*Required work*
Copy the lines below word for word, from the line containing "For the benchmark, mark every instance of the green" through the last line of the rows, including both ends.
>> begin Given data
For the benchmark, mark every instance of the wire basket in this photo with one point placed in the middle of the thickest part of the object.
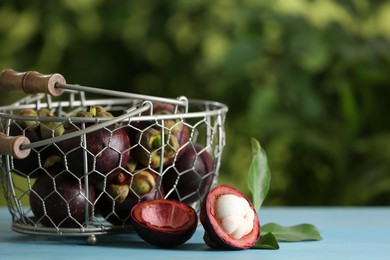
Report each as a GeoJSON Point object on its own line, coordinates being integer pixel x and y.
{"type": "Point", "coordinates": [88, 155]}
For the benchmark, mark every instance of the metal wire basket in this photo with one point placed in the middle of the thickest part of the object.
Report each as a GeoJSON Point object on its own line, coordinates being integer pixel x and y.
{"type": "Point", "coordinates": [97, 152]}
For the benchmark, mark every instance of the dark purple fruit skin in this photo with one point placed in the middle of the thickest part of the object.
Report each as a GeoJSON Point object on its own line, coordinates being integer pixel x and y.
{"type": "Point", "coordinates": [178, 129]}
{"type": "Point", "coordinates": [106, 206]}
{"type": "Point", "coordinates": [164, 237]}
{"type": "Point", "coordinates": [211, 236]}
{"type": "Point", "coordinates": [66, 190]}
{"type": "Point", "coordinates": [192, 180]}
{"type": "Point", "coordinates": [28, 166]}
{"type": "Point", "coordinates": [119, 213]}
{"type": "Point", "coordinates": [116, 151]}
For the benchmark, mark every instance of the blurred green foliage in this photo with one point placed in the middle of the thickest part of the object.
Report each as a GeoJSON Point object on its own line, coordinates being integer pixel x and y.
{"type": "Point", "coordinates": [308, 78]}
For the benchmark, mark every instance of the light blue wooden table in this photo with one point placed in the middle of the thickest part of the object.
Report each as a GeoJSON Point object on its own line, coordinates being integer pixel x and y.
{"type": "Point", "coordinates": [348, 233]}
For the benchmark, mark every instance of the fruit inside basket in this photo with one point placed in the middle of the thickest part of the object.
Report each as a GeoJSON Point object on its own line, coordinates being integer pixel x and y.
{"type": "Point", "coordinates": [76, 161]}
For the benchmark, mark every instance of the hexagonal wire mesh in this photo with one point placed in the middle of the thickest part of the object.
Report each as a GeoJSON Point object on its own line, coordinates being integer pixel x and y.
{"type": "Point", "coordinates": [86, 170]}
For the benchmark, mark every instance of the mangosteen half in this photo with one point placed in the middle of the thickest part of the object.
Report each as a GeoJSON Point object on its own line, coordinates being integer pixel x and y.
{"type": "Point", "coordinates": [229, 219]}
{"type": "Point", "coordinates": [61, 201]}
{"type": "Point", "coordinates": [191, 177]}
{"type": "Point", "coordinates": [164, 223]}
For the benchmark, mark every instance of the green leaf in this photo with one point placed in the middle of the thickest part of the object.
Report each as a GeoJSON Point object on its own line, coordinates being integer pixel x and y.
{"type": "Point", "coordinates": [259, 175]}
{"type": "Point", "coordinates": [266, 241]}
{"type": "Point", "coordinates": [296, 233]}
>> end Given data
*Worked solution*
For the benchmark, mark every instance of the green leaf in this photo with one point placed in the middle of the thickest part of the object.
Report each as a GeoJSON Point object on its own line, coordinates being integer pixel x and y.
{"type": "Point", "coordinates": [259, 175]}
{"type": "Point", "coordinates": [266, 241]}
{"type": "Point", "coordinates": [296, 233]}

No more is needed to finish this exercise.